Records for the task →
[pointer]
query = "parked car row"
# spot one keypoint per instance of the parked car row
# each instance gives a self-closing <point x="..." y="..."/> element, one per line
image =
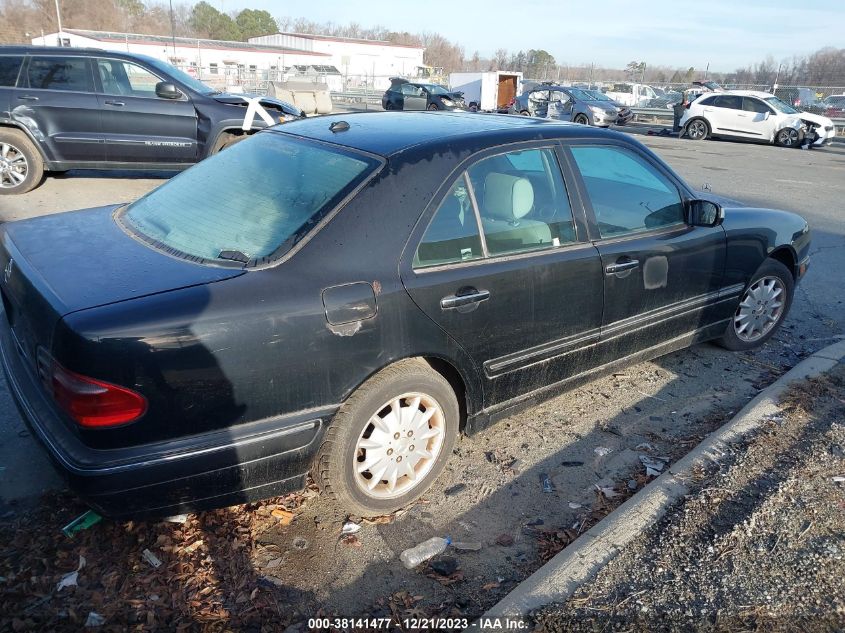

Your task →
Update the material above by replacing "parked car row" with "row of parked cars" wherever it appears, changing nothing else. Leave the pictures out of your answer.

Expected answer →
[pointer]
query = "row of parked cars"
# spot one keypoint per instance of the row of parked cars
# each instance gives a self-closing <point x="..." y="..."/> element, one per line
image =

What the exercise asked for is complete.